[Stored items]

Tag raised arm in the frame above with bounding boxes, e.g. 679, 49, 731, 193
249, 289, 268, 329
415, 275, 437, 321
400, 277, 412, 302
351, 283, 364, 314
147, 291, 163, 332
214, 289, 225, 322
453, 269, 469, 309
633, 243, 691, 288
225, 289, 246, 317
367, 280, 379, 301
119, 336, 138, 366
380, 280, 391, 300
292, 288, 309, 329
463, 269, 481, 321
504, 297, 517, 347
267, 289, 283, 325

What you need to do:
Using the exact wording, repeat all the entries.

Written reply:
Tag raised arm in the frame above with bounding boxes, e.g. 679, 49, 731, 193
249, 289, 268, 329
415, 275, 437, 321
400, 277, 412, 302
351, 283, 364, 314
147, 291, 163, 332
214, 289, 225, 322
453, 269, 469, 309
633, 243, 691, 288
225, 289, 246, 317
367, 280, 379, 301
119, 336, 138, 366
380, 280, 391, 300
292, 288, 309, 329
463, 269, 481, 321
504, 297, 517, 347
267, 289, 283, 325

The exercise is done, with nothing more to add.